- _Work instructions_
Give back exactly the lines of the material below that start at the line containing "mark: the innermost point of each instance of the tree line" and end at the line containing "mark: the innermost point of each instance of the white sports", and no others.

──────── Task inputs ────────

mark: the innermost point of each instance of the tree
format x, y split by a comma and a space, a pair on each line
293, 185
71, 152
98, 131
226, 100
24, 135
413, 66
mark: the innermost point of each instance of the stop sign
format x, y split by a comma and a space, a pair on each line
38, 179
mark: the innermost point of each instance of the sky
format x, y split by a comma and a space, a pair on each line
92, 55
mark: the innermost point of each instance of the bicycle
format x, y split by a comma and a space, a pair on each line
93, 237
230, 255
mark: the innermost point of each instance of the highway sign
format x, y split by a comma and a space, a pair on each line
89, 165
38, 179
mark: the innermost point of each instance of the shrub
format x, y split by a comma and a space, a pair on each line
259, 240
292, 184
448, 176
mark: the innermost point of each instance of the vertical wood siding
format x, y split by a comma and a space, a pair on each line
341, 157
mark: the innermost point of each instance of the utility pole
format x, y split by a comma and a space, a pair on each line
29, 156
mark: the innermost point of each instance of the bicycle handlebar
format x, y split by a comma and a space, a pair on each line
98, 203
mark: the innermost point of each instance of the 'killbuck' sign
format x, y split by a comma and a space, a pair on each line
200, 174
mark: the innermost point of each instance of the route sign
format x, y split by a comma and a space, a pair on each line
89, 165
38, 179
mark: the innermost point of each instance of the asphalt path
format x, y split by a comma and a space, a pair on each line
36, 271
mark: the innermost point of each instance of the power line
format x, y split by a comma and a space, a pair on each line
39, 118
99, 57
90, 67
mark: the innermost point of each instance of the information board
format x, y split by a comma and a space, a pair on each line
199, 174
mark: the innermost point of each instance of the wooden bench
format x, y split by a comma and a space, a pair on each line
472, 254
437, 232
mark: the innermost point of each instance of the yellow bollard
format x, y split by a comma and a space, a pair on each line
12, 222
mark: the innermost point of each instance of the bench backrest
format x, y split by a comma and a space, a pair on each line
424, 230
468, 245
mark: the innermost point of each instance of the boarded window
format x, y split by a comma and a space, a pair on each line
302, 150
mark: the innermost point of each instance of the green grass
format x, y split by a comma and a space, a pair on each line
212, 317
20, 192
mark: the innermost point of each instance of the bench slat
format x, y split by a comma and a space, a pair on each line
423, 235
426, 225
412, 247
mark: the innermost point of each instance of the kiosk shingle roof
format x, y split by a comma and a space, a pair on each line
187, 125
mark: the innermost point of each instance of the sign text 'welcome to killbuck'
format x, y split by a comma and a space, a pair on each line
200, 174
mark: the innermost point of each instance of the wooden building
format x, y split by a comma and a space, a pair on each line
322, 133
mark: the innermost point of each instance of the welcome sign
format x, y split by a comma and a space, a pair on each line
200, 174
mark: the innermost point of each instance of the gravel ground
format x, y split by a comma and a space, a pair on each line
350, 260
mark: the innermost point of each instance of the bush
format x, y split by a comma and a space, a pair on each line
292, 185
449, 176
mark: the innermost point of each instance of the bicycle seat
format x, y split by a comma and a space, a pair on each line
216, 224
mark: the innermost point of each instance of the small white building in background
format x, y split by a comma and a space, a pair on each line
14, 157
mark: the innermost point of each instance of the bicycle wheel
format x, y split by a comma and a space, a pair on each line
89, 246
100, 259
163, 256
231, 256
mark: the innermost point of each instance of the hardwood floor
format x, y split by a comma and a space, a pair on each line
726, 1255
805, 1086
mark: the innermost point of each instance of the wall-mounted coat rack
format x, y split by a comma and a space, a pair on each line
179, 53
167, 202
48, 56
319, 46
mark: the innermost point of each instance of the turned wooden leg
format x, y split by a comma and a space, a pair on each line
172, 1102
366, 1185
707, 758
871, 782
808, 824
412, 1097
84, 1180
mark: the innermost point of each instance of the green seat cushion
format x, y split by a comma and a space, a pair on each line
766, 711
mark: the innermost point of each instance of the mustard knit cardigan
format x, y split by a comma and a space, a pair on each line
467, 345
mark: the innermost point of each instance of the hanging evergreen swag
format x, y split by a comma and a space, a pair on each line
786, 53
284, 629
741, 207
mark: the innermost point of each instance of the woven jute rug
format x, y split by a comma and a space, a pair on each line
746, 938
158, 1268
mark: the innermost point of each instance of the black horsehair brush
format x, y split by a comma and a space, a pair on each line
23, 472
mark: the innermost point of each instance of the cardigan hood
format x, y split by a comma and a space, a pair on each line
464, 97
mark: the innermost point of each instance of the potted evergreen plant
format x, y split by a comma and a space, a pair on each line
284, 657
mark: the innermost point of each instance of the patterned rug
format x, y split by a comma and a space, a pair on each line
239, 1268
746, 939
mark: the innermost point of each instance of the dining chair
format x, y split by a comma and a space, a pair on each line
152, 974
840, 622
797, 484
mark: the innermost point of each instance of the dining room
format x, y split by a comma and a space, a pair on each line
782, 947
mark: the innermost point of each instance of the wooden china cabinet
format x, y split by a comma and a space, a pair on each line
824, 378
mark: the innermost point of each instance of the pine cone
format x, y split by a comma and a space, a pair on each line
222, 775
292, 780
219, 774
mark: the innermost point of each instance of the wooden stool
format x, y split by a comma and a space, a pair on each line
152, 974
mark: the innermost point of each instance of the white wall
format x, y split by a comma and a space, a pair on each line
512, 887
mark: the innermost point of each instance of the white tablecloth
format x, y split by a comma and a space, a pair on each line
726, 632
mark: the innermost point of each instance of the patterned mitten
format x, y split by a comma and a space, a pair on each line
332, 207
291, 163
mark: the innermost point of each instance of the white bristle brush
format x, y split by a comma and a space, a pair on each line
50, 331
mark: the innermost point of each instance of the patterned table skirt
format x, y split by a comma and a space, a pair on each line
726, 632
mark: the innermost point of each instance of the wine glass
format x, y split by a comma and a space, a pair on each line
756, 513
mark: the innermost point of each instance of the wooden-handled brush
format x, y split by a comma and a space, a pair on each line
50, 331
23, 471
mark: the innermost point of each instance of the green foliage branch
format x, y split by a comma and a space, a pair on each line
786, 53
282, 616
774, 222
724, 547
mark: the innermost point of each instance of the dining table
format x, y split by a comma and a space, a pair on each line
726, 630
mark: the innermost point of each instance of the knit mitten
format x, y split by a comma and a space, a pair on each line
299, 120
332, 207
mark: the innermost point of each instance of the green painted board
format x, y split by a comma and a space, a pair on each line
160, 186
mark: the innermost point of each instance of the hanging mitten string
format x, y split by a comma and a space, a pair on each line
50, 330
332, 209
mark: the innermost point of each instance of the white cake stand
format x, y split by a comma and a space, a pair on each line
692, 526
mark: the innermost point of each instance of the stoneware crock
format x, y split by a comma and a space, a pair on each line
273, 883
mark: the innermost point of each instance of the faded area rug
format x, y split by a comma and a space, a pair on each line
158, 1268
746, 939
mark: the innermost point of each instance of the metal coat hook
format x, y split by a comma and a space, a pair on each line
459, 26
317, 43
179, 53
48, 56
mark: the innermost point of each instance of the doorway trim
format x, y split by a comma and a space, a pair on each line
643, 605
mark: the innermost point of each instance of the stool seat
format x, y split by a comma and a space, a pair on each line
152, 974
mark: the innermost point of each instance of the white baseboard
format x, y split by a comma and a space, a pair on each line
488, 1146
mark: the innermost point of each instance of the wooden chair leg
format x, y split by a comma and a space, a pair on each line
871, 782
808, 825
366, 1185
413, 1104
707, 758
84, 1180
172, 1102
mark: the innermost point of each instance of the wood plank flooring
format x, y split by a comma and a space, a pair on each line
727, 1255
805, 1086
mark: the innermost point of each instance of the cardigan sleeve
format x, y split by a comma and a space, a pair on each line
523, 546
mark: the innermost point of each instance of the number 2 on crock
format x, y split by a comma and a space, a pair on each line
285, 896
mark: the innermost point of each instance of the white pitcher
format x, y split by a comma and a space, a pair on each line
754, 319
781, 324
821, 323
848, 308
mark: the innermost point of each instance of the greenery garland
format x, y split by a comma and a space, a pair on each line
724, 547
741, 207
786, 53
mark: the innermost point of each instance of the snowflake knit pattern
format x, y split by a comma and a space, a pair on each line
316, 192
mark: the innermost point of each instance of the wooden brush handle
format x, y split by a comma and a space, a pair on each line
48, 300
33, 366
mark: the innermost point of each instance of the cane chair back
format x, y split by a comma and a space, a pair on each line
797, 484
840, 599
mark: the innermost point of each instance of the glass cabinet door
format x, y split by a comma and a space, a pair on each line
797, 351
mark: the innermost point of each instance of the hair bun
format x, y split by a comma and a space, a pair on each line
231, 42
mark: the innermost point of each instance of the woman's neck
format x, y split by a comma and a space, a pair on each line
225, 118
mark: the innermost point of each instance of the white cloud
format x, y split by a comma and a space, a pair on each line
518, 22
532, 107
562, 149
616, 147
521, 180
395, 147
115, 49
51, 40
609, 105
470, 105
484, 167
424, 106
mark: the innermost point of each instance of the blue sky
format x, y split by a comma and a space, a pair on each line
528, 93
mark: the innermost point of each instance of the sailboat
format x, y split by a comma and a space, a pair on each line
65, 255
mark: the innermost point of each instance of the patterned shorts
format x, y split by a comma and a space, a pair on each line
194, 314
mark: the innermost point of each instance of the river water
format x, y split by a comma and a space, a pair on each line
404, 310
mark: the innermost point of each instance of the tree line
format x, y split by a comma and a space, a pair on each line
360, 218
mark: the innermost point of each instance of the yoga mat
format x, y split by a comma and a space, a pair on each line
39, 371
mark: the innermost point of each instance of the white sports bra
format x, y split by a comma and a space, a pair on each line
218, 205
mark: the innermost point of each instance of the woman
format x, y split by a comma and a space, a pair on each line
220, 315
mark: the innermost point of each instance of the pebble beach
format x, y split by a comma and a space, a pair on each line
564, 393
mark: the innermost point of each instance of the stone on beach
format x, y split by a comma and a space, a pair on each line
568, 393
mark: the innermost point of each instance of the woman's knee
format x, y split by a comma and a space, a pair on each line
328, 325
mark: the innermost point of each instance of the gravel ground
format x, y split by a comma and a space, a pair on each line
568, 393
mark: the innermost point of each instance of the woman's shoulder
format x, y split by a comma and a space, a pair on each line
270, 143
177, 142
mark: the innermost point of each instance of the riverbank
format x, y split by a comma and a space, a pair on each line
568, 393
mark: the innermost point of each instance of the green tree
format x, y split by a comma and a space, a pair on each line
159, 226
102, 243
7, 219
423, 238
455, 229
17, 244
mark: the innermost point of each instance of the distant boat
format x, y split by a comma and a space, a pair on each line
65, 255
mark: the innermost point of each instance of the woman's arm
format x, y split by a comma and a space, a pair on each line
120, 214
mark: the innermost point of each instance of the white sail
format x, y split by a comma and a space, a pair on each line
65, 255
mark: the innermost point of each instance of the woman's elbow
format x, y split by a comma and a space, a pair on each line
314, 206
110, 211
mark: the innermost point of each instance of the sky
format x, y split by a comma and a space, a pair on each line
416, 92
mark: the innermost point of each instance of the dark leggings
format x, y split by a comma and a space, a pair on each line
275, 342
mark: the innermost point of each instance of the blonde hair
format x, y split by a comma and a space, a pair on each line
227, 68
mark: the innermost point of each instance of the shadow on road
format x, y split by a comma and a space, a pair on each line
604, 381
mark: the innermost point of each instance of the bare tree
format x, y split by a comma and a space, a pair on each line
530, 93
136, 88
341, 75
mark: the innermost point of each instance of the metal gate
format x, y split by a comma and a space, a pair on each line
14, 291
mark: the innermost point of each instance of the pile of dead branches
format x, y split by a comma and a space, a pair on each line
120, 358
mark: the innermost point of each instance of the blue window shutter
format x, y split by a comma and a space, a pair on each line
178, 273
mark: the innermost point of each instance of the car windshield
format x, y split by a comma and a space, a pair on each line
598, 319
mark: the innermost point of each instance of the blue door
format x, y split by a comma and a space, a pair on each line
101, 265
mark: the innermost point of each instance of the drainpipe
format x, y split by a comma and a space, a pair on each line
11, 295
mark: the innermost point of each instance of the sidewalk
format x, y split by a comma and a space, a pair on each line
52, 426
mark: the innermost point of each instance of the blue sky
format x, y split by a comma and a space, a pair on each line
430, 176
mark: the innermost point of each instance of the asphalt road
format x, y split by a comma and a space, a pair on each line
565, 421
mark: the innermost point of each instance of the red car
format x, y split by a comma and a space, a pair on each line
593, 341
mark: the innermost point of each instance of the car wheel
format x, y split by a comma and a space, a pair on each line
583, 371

────────

- _Exercise answer_
mark: the innermost point of each instance of the tree line
format x, y split by a comma and a space, a pair on each line
360, 218
mark: the innermost point of each instance of the yoga mat
format x, y split by a comma and a space, a pair on each line
39, 371
mark: the innermost point of each instance of the white sports bra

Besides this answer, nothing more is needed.